> **READING PASSAGE**:
But Twillman wonders if the tapering was voluntary and if patients agreed to have their cases reviewed. The press release mentions a waiver being signed by patients, but the study does not.
“That detail is missing from the scientific publication, and it raises a concern about the extent to which that signature is truly voluntary, or if it is coerced by a threat to stop prescribing if the waiver is not signed. What is the consequence for patients who don't sign the waiver?” asked Twillman.
“And what happens if tapering or transition to buprenorphine is recommended, and the patient doesn't agree? We've seen the dangers of involuntary tapers in several studies now, so is any tapering that happens truly voluntary, and supported appropriately with ancillary services? In sum, this article raises more questions than it answers.”
Patient Urged to Taper
“In my experience, they care more about de-prescribing than they do about their patients' individual needs,” says Emma, a patient at OHSU’s Comprehensive Pain Center who lives with an intractable pain condition. She asked that we not use her real name because she fears retaliation or being discharged from the pain clinic.
Emma gets opioids from her primary care provider, but can’t get any from the pain clinic, which she says has a strict policy against prescribing opioids at any dose.
Emma says she is constantly urged to taper by her OHSU doctor. The pain clinic emphasizes non-opioid alternative treatments such as physical therapy, acupuncture, yoga, massage and psychotherapy.
“I told them that I had spent years trying every possible alternative, and had become suicidal due to severe untreated pain. That was when my primary doc asked me to at least consider opioids as an alternative to taking my own life. I did try them, and they gave me my functionality back,” she told PNN.
“I'm getting pretty damn fed up with OHSU's total lack of concern for my wellbeing. They've all but eliminated individualized care when it comes to the treatment of pain. And how they can label the Comprehensive Pain Center a ‘pain management clinic’ while completely eliminating an entire class of effective medications is beyond me.”
Roger Chou’s Role
Patients at OHSU’s Comprehensive Pain Center were apparently not included in the study on tapering. But they too have their cases regularly reviewed by a panel of pain management experts.
One of the experts is Roger Chou, MD, a prolific researcher and longtime critic of opioid prescribing who heads OHSU’s Pacific Northwest Evidence-based Practice Center (EPC). According to the website GovTribe, over the last five years OHSU has been awarded over $2 billion in federal grants – much of it going to the EPC to support Chou’s medical research.
In addition to his research, Chou co-authored the CDC’s 2016 opioid guideline and has collaborated on several occasions with members of Physicians for Responsible Opioid Prescribing (PROP), an anti-opioid advocacy group.
In 2019, Chou co-authored an op/ed with PROP President Dr. Jane Ballantyne and PROP board member Dr. Anna Lembke that encourages doctors to consider tapering “every patient receiving long term opioid therapy.” He also served on a state task force that supported a rigid opioid tapering policy for Medicaid patients in Oregon.
Emma considers Chou “a major player behind all of OHSU’s anti-opioid policies” and is concerned that guidelines that he helped write are being used to justify tapering.
“It’s concerning to me that they’re justifying these actions by stating that they’re ‘in alignment with the guidelines.’ So essentially, they are both creating and enforcing their own set of guidelines with no transparency and no real oversight,” she said.
Last year, the American Medical Association called for a major overhaul of the CDC guideline, saying it was clear the agency’s recommendations “harmed many patients” by setting arbitrary limits on opioids.
The CDC is currently in the process of revising and possibly expanding the guideline, with the goal of releasing a new version next year. One of the authors drafting the revised guideline is Roger Chou.

> **WORK TASK**:
Extract, word for word, everything in the article on OHSU's opioid tapering from "Roger Chou’s Role" down to "pain management experts.".

> **DATASET ENTRIES**:
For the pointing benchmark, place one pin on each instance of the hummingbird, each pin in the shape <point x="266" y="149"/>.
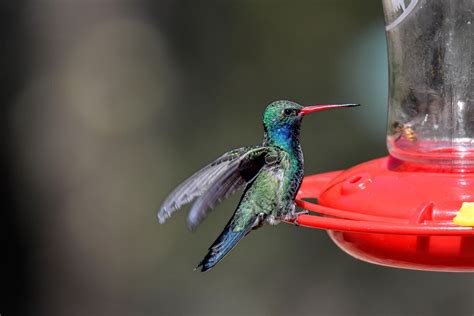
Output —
<point x="271" y="174"/>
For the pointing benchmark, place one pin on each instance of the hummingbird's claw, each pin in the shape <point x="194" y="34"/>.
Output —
<point x="304" y="212"/>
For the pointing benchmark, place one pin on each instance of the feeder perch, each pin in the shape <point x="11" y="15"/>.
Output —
<point x="406" y="210"/>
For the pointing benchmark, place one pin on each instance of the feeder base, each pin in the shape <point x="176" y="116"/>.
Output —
<point x="390" y="213"/>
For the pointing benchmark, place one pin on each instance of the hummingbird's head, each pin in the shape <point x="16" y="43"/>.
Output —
<point x="282" y="119"/>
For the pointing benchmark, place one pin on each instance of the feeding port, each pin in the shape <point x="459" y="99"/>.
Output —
<point x="398" y="210"/>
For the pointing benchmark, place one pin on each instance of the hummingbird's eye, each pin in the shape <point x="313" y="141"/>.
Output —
<point x="288" y="111"/>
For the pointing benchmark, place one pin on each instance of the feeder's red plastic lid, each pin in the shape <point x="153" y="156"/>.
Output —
<point x="389" y="213"/>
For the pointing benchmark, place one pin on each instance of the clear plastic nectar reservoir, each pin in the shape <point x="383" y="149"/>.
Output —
<point x="431" y="101"/>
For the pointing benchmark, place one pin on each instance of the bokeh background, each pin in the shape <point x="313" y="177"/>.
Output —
<point x="108" y="105"/>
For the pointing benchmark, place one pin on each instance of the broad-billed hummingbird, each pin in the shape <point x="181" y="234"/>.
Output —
<point x="271" y="173"/>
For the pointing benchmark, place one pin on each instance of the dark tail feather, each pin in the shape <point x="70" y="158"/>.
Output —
<point x="226" y="241"/>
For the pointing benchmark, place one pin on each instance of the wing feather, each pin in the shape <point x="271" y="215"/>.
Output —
<point x="213" y="183"/>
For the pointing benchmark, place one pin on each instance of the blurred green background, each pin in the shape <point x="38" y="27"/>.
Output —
<point x="110" y="104"/>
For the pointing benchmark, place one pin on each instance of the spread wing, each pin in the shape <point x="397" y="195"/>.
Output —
<point x="214" y="183"/>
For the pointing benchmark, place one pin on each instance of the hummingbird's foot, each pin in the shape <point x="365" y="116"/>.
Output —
<point x="296" y="214"/>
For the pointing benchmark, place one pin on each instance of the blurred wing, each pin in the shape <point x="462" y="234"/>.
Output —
<point x="214" y="182"/>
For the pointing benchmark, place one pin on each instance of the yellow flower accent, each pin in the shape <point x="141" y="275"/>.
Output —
<point x="465" y="216"/>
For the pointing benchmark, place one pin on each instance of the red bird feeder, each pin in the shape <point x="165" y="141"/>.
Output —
<point x="398" y="210"/>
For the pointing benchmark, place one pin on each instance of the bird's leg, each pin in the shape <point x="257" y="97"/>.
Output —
<point x="296" y="214"/>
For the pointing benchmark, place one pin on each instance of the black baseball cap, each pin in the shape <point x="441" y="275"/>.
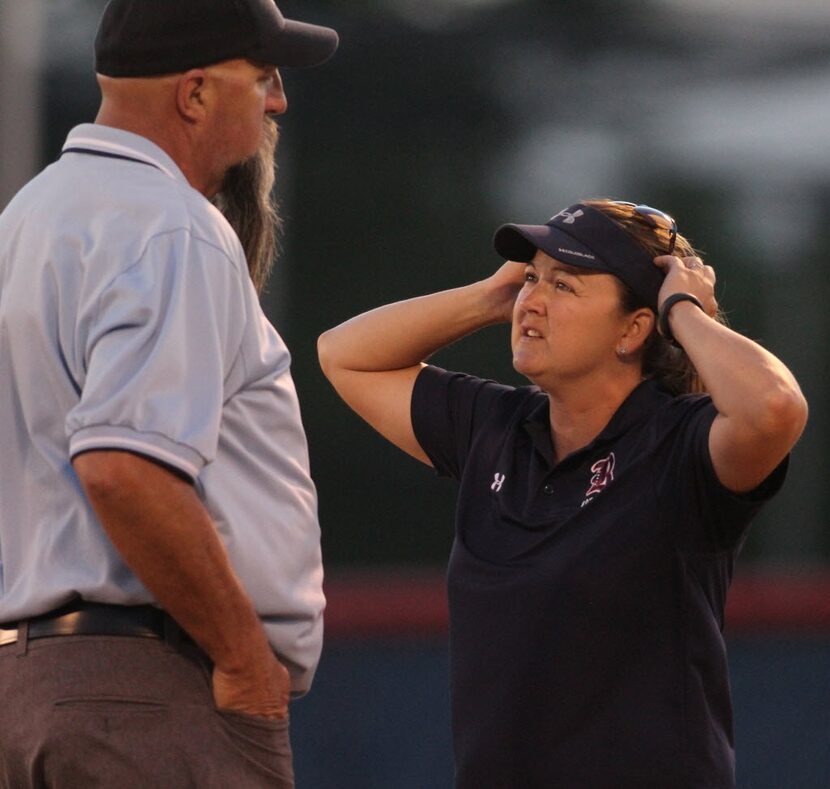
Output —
<point x="145" y="38"/>
<point x="585" y="237"/>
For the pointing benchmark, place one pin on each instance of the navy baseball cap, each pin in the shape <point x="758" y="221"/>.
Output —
<point x="586" y="237"/>
<point x="146" y="38"/>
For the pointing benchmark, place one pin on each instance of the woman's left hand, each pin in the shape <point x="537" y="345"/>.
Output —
<point x="688" y="275"/>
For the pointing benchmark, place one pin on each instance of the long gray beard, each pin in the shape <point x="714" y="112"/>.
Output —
<point x="247" y="202"/>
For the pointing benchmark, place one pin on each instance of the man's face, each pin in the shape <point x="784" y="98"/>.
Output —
<point x="245" y="93"/>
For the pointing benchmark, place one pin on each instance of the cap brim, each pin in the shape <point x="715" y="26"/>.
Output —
<point x="520" y="242"/>
<point x="301" y="44"/>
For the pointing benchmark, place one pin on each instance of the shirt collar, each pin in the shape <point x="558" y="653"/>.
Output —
<point x="639" y="404"/>
<point x="109" y="140"/>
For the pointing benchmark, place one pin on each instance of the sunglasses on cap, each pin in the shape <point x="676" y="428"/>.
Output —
<point x="656" y="218"/>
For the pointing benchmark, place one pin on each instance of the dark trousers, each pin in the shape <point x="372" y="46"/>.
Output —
<point x="117" y="712"/>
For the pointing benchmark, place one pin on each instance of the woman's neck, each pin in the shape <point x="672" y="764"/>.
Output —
<point x="579" y="413"/>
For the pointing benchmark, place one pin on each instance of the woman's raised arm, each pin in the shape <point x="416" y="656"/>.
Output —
<point x="761" y="410"/>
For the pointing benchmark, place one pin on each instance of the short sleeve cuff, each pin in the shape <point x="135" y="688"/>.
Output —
<point x="151" y="445"/>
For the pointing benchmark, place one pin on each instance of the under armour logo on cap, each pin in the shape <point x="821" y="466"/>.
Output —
<point x="567" y="217"/>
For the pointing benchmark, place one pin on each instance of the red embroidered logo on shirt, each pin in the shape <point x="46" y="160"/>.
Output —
<point x="603" y="475"/>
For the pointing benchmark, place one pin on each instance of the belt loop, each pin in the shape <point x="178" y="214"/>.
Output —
<point x="22" y="638"/>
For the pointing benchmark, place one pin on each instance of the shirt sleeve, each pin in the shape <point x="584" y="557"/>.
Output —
<point x="447" y="410"/>
<point x="715" y="518"/>
<point x="158" y="345"/>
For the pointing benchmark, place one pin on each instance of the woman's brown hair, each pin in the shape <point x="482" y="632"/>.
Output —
<point x="662" y="361"/>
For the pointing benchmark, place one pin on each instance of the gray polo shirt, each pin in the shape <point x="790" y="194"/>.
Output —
<point x="128" y="321"/>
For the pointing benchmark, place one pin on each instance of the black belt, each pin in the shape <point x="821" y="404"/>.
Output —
<point x="94" y="619"/>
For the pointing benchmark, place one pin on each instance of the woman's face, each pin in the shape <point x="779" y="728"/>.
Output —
<point x="567" y="323"/>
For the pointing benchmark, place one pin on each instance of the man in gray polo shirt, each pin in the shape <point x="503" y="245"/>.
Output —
<point x="161" y="580"/>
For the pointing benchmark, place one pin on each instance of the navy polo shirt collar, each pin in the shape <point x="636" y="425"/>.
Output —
<point x="639" y="404"/>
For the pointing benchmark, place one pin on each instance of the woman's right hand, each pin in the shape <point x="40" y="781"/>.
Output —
<point x="503" y="287"/>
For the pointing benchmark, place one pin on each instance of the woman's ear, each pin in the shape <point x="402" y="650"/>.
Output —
<point x="191" y="95"/>
<point x="640" y="324"/>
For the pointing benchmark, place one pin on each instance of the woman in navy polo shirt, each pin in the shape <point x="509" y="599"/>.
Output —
<point x="600" y="510"/>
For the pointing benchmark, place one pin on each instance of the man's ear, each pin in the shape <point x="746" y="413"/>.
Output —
<point x="639" y="327"/>
<point x="192" y="95"/>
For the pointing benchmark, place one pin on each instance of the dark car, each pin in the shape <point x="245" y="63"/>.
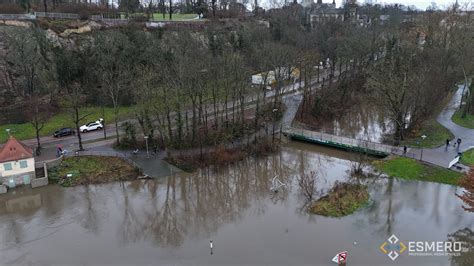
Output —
<point x="64" y="132"/>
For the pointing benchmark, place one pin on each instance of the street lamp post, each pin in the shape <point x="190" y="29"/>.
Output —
<point x="421" y="156"/>
<point x="146" y="144"/>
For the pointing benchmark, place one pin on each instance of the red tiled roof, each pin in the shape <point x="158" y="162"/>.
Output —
<point x="14" y="151"/>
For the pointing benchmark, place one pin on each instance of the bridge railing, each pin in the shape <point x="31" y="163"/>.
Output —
<point x="57" y="15"/>
<point x="345" y="141"/>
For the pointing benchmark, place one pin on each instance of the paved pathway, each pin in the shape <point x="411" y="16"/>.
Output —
<point x="442" y="156"/>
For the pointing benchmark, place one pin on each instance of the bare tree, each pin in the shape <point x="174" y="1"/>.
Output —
<point x="307" y="184"/>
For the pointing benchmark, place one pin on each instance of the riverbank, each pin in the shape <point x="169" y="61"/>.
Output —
<point x="343" y="199"/>
<point x="467" y="122"/>
<point x="191" y="160"/>
<point x="467" y="158"/>
<point x="411" y="169"/>
<point x="85" y="170"/>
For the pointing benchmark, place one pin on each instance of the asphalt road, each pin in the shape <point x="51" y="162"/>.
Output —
<point x="49" y="143"/>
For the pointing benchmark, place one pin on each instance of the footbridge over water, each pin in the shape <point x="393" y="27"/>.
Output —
<point x="349" y="144"/>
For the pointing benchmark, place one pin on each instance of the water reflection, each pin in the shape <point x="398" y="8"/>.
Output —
<point x="174" y="218"/>
<point x="362" y="121"/>
<point x="466" y="236"/>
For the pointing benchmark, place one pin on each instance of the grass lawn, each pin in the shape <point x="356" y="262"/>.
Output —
<point x="435" y="133"/>
<point x="467" y="157"/>
<point x="342" y="200"/>
<point x="468" y="121"/>
<point x="92" y="170"/>
<point x="58" y="121"/>
<point x="411" y="169"/>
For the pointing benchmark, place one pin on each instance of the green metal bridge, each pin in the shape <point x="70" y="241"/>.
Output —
<point x="349" y="144"/>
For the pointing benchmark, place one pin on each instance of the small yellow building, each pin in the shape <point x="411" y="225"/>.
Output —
<point x="17" y="164"/>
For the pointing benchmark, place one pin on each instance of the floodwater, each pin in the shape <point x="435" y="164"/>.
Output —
<point x="363" y="121"/>
<point x="170" y="221"/>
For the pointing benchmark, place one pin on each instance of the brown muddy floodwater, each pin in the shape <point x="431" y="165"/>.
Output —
<point x="362" y="121"/>
<point x="170" y="221"/>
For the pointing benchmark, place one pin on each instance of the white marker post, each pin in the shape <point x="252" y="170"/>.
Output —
<point x="340" y="258"/>
<point x="211" y="245"/>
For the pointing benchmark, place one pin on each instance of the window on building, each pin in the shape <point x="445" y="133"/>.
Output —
<point x="23" y="164"/>
<point x="7" y="166"/>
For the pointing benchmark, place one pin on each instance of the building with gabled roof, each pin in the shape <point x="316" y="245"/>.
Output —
<point x="17" y="163"/>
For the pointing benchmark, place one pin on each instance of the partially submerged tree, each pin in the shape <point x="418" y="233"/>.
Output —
<point x="468" y="195"/>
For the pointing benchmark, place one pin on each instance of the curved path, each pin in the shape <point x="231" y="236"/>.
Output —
<point x="443" y="155"/>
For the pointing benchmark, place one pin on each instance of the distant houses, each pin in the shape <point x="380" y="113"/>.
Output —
<point x="17" y="164"/>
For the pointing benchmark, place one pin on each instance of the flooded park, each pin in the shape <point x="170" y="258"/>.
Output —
<point x="171" y="220"/>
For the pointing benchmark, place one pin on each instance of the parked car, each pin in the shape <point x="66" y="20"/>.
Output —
<point x="91" y="126"/>
<point x="67" y="131"/>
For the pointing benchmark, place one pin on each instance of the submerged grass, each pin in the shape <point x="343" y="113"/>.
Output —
<point x="92" y="170"/>
<point x="435" y="133"/>
<point x="342" y="200"/>
<point x="467" y="157"/>
<point x="411" y="169"/>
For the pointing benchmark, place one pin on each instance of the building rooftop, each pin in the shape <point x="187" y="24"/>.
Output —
<point x="14" y="150"/>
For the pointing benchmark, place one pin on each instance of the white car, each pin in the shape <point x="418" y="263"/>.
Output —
<point x="91" y="127"/>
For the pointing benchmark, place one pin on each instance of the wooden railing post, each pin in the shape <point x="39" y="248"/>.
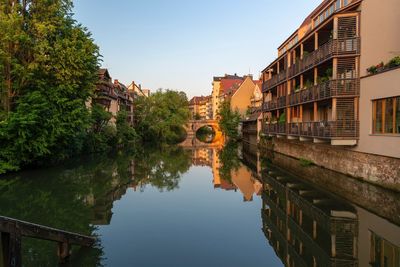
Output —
<point x="11" y="246"/>
<point x="64" y="251"/>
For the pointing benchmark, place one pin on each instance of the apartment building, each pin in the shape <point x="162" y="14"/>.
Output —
<point x="220" y="85"/>
<point x="328" y="85"/>
<point x="114" y="97"/>
<point x="200" y="107"/>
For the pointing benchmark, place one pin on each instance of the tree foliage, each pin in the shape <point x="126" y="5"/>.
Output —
<point x="229" y="120"/>
<point x="48" y="70"/>
<point x="161" y="116"/>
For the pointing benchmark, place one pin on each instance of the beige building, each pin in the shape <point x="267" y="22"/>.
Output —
<point x="200" y="107"/>
<point x="319" y="90"/>
<point x="220" y="87"/>
<point x="136" y="90"/>
<point x="247" y="95"/>
<point x="114" y="97"/>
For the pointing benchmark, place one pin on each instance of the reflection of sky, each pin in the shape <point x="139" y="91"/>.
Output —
<point x="194" y="225"/>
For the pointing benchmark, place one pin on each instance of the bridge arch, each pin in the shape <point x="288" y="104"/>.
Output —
<point x="194" y="125"/>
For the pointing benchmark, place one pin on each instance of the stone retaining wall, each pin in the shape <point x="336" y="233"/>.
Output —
<point x="378" y="200"/>
<point x="384" y="171"/>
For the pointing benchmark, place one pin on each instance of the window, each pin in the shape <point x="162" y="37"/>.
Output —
<point x="382" y="252"/>
<point x="386" y="116"/>
<point x="337" y="5"/>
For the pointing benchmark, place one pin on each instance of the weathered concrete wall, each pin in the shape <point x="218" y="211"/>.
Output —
<point x="380" y="201"/>
<point x="384" y="171"/>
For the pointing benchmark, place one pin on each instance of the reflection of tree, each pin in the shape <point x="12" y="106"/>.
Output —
<point x="80" y="195"/>
<point x="229" y="160"/>
<point x="72" y="198"/>
<point x="162" y="167"/>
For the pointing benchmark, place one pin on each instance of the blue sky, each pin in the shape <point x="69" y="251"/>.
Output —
<point x="182" y="44"/>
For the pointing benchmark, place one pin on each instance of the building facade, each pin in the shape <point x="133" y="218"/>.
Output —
<point x="319" y="90"/>
<point x="114" y="97"/>
<point x="200" y="107"/>
<point x="221" y="85"/>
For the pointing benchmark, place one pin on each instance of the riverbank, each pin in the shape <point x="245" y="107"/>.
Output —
<point x="374" y="169"/>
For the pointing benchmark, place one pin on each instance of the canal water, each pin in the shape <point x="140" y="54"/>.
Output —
<point x="231" y="206"/>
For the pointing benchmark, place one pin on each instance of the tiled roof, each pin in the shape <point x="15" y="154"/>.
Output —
<point x="199" y="99"/>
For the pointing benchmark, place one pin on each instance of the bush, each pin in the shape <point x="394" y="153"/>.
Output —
<point x="394" y="62"/>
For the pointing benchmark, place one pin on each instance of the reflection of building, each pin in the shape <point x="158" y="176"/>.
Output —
<point x="202" y="157"/>
<point x="305" y="226"/>
<point x="244" y="180"/>
<point x="309" y="227"/>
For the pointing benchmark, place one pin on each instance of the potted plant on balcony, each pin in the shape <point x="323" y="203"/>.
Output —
<point x="372" y="70"/>
<point x="308" y="84"/>
<point x="394" y="62"/>
<point x="282" y="118"/>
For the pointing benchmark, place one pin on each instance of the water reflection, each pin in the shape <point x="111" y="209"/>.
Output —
<point x="308" y="225"/>
<point x="310" y="216"/>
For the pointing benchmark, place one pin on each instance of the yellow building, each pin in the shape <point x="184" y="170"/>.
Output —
<point x="242" y="98"/>
<point x="199" y="107"/>
<point x="220" y="85"/>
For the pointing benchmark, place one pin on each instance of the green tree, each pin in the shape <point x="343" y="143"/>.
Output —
<point x="161" y="116"/>
<point x="229" y="120"/>
<point x="49" y="74"/>
<point x="197" y="117"/>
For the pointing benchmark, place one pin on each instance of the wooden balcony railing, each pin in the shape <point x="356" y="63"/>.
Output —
<point x="271" y="128"/>
<point x="270" y="105"/>
<point x="334" y="47"/>
<point x="12" y="231"/>
<point x="324" y="129"/>
<point x="281" y="76"/>
<point x="281" y="102"/>
<point x="332" y="88"/>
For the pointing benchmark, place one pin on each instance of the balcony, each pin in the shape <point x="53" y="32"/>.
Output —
<point x="341" y="130"/>
<point x="325" y="129"/>
<point x="270" y="105"/>
<point x="276" y="79"/>
<point x="332" y="88"/>
<point x="270" y="129"/>
<point x="334" y="47"/>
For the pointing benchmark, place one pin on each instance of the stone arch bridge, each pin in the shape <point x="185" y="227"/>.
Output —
<point x="194" y="125"/>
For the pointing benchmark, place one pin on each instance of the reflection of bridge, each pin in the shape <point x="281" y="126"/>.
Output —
<point x="194" y="125"/>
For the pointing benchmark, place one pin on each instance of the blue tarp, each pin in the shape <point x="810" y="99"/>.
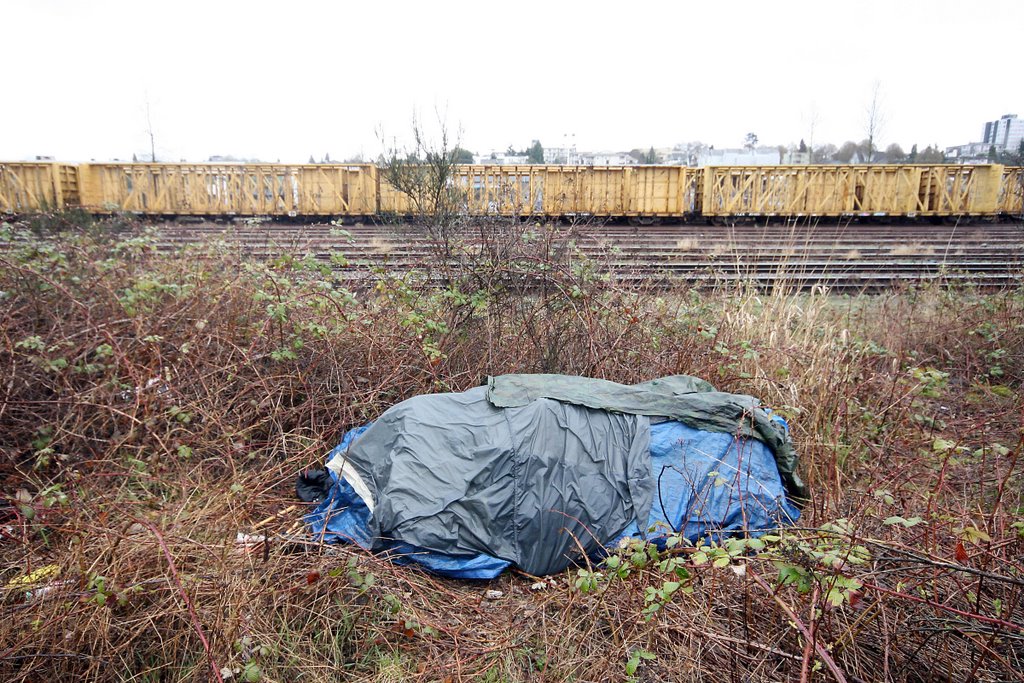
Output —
<point x="709" y="484"/>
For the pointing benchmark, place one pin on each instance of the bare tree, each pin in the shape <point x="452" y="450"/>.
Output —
<point x="812" y="124"/>
<point x="148" y="128"/>
<point x="425" y="172"/>
<point x="873" y="121"/>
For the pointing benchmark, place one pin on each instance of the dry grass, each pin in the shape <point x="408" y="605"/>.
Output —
<point x="154" y="406"/>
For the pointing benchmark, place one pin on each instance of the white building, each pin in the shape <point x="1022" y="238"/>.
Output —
<point x="609" y="159"/>
<point x="561" y="156"/>
<point x="759" y="157"/>
<point x="1006" y="134"/>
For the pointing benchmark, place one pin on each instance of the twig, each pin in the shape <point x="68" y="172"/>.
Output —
<point x="184" y="596"/>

> **EXERCISE SOLUTION**:
Roger Chou’s Role
Patients at OHSU’s Comprehensive Pain Center were apparently not included in the study on tapering. But they too have their cases regularly reviewed by a panel of pain management experts.